═════ Task material ═════
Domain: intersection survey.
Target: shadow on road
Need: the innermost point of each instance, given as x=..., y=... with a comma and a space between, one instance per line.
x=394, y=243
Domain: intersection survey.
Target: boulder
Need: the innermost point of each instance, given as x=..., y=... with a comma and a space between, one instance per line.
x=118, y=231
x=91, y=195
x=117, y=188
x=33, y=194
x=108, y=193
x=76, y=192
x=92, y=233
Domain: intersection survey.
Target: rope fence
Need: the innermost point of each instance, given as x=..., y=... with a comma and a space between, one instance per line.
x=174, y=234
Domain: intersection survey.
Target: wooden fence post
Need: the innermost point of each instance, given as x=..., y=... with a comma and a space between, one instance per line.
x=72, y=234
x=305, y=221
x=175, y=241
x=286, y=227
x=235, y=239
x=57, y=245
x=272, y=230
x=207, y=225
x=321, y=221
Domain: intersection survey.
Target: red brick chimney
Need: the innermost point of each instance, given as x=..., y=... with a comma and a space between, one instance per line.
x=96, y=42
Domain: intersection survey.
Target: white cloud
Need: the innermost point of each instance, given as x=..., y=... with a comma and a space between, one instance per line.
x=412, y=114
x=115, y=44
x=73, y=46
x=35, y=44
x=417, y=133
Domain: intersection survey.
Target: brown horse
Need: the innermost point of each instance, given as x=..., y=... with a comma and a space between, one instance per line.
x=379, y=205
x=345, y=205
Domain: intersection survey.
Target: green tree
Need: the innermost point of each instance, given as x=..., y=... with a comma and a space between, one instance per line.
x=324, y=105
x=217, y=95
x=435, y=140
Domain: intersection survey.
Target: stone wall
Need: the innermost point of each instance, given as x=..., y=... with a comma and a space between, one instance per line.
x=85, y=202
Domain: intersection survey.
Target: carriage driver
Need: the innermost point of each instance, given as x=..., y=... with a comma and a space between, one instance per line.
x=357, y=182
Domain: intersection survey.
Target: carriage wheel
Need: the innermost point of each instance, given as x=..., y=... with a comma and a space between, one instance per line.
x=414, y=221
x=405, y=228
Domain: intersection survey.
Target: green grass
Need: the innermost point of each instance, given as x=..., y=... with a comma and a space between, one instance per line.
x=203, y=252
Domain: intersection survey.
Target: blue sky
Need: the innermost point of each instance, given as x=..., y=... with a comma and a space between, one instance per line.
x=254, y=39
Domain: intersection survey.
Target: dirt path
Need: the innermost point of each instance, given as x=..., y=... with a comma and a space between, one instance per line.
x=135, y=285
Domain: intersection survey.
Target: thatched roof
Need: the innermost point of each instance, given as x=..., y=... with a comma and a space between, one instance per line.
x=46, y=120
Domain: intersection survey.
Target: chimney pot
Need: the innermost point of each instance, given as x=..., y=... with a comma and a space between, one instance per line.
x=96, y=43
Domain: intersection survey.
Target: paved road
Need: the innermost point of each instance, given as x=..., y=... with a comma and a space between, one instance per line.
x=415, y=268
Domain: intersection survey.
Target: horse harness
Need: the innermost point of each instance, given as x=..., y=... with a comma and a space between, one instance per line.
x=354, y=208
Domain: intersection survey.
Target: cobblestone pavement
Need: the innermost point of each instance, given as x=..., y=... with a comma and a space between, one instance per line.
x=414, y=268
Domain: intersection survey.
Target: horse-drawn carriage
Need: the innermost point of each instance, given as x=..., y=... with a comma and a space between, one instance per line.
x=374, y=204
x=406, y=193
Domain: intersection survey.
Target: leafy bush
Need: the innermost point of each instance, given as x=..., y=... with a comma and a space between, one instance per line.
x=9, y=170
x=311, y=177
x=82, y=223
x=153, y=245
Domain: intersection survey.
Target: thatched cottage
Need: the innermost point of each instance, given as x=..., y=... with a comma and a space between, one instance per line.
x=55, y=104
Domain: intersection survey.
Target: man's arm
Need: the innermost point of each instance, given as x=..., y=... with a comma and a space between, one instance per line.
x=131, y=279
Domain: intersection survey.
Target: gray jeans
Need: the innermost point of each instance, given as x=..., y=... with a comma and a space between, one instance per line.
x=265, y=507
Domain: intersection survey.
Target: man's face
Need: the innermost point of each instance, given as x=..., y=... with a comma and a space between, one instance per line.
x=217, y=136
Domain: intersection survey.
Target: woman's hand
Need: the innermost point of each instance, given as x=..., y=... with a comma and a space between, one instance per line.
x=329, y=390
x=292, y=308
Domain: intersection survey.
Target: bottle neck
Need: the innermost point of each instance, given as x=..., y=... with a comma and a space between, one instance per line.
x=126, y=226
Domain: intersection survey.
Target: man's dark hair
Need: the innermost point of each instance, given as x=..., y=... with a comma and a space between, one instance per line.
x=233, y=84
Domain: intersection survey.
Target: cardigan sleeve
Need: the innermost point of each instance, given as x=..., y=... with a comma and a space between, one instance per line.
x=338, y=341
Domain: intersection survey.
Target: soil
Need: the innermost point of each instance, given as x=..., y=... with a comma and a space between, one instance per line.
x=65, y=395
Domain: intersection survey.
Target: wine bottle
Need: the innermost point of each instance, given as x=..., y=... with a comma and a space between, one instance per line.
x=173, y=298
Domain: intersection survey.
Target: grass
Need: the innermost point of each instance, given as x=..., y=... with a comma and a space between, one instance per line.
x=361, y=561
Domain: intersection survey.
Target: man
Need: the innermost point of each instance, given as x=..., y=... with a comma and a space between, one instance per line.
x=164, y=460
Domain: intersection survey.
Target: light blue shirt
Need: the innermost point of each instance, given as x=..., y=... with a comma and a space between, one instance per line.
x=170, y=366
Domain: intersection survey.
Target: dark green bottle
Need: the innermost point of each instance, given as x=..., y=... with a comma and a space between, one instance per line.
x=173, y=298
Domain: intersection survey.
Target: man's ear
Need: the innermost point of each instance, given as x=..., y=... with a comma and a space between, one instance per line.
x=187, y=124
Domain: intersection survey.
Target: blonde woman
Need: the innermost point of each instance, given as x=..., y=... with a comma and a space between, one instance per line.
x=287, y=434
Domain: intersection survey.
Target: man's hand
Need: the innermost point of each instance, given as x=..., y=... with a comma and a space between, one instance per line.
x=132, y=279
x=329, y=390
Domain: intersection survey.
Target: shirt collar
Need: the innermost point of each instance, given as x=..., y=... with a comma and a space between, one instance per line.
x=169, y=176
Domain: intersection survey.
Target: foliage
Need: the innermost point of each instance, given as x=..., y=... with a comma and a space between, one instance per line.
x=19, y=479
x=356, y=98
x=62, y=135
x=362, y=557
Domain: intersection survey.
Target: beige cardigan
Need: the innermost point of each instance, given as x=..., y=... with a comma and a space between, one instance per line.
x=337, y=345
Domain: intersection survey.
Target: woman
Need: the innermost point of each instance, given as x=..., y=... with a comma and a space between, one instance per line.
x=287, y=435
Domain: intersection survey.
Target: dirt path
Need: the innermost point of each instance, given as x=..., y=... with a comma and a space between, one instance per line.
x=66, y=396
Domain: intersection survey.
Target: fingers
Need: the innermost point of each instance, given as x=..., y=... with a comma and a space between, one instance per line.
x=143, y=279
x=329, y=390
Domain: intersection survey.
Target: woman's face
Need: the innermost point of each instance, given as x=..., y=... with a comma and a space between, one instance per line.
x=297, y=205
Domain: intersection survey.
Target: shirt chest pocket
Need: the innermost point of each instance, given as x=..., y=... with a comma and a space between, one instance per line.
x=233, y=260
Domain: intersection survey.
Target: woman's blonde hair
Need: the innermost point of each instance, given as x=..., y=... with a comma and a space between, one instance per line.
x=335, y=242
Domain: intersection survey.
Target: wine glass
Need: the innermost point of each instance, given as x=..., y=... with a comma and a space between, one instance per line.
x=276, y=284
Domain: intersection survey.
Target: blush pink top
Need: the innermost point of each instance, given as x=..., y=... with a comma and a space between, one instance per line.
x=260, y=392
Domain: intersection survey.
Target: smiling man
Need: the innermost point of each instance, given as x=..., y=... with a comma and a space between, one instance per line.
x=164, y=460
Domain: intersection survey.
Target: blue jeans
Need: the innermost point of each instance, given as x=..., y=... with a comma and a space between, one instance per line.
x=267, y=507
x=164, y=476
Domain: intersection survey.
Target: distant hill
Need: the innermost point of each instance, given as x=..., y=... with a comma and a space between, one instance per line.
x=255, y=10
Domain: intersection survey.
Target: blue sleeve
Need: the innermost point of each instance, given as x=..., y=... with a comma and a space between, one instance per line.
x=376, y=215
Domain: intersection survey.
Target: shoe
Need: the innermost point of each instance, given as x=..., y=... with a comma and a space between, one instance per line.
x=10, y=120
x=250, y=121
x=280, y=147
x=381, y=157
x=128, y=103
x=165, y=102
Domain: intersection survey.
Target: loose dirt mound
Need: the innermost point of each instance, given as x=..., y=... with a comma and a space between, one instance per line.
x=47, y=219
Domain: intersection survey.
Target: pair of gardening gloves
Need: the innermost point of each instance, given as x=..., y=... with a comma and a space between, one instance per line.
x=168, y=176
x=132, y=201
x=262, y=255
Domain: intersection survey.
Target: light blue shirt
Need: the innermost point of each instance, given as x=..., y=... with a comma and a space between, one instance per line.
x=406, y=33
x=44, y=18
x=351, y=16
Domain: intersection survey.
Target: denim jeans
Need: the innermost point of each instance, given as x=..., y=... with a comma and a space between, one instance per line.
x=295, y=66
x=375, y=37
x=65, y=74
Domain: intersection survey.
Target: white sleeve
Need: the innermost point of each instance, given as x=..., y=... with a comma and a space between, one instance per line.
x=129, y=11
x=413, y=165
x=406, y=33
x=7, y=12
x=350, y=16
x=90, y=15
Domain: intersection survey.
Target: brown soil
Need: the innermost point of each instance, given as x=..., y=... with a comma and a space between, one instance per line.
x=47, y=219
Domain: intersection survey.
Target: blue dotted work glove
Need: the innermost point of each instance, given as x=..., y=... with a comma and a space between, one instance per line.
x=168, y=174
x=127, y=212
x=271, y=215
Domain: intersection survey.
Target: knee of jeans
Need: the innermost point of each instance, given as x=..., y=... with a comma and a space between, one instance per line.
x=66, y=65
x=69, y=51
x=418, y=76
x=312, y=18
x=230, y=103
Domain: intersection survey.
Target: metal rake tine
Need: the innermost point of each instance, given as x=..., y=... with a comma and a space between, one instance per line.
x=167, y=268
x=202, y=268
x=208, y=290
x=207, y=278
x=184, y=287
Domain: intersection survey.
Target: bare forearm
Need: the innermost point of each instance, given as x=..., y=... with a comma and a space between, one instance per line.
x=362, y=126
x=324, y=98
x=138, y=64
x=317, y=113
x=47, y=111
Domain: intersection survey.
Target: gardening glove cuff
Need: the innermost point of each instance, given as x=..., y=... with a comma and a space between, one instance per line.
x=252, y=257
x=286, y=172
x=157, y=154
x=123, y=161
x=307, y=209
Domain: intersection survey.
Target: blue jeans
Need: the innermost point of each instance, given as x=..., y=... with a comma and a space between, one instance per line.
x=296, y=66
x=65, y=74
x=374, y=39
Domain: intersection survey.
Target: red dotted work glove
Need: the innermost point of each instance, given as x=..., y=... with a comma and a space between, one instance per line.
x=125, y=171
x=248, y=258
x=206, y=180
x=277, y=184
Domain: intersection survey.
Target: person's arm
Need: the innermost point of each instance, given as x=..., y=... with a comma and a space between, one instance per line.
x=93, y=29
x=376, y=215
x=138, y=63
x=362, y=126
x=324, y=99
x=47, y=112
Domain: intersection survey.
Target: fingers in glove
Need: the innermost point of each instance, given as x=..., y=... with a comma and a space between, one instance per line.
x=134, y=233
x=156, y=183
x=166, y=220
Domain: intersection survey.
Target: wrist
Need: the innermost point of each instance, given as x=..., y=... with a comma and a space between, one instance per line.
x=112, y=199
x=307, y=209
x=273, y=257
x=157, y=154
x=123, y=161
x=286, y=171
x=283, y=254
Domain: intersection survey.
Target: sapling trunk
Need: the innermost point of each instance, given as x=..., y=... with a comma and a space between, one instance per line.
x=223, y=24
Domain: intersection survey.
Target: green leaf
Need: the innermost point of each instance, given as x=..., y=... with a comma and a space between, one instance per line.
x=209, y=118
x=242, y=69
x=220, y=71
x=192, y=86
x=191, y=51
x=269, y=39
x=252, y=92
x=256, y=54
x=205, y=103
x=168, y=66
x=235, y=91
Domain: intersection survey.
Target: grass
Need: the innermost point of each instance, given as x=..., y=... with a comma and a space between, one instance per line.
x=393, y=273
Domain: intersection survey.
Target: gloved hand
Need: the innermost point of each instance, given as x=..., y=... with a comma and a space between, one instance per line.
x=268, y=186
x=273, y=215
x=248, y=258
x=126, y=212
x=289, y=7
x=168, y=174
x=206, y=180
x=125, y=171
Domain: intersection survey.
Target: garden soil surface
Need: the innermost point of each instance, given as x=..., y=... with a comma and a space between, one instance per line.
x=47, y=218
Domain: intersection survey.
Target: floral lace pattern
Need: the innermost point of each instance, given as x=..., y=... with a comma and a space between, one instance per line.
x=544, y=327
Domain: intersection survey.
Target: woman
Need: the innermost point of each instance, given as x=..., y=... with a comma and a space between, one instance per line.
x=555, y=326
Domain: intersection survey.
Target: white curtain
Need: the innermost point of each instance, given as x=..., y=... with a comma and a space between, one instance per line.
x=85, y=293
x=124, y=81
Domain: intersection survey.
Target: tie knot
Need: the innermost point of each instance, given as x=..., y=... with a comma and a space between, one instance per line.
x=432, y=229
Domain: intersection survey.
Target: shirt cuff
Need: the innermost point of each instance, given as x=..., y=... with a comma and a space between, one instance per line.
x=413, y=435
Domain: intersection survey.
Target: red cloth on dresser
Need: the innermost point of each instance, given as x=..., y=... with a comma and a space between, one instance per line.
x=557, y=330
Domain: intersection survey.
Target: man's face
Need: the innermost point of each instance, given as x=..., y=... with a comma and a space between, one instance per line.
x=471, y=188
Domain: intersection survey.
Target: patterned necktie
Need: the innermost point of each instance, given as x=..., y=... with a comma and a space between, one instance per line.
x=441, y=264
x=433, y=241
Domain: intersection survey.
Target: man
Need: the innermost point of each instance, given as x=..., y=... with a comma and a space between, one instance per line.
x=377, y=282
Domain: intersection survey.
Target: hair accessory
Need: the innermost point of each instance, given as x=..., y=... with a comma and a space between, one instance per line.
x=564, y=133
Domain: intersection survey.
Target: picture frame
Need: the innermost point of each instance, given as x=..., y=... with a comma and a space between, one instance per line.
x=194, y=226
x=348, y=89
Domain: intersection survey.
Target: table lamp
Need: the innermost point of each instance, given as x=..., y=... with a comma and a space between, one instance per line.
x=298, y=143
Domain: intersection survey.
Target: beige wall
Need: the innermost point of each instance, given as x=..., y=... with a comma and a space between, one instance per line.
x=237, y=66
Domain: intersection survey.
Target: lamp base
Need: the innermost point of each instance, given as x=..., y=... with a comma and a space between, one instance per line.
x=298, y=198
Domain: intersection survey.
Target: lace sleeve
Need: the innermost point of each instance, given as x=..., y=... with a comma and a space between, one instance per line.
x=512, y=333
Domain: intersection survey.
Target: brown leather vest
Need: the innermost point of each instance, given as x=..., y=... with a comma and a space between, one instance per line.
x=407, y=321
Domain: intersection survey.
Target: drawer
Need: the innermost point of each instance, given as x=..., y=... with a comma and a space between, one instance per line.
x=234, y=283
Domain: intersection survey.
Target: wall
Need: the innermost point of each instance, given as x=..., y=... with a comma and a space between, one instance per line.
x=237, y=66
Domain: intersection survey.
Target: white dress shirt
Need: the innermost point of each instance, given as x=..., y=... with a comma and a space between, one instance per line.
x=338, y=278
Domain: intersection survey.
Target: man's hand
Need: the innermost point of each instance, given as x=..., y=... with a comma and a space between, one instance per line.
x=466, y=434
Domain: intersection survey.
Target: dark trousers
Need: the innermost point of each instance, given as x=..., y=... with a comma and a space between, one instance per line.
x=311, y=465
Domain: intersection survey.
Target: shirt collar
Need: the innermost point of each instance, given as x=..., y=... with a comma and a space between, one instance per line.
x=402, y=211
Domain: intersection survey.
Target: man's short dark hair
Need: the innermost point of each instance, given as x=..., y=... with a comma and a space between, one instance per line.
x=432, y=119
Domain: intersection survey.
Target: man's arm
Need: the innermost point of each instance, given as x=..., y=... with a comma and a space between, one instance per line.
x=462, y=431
═════
» Directive: Copy out the items above verbatim, starting at the first line and ending with the line that contains "x=394, y=243", with that line included.

» Output for this task:
Domain: intersection survey.
Target: shadow on road
Need: the innermost point of each instance, given as x=..., y=... with a comma and a space between, one instance per line.
x=394, y=243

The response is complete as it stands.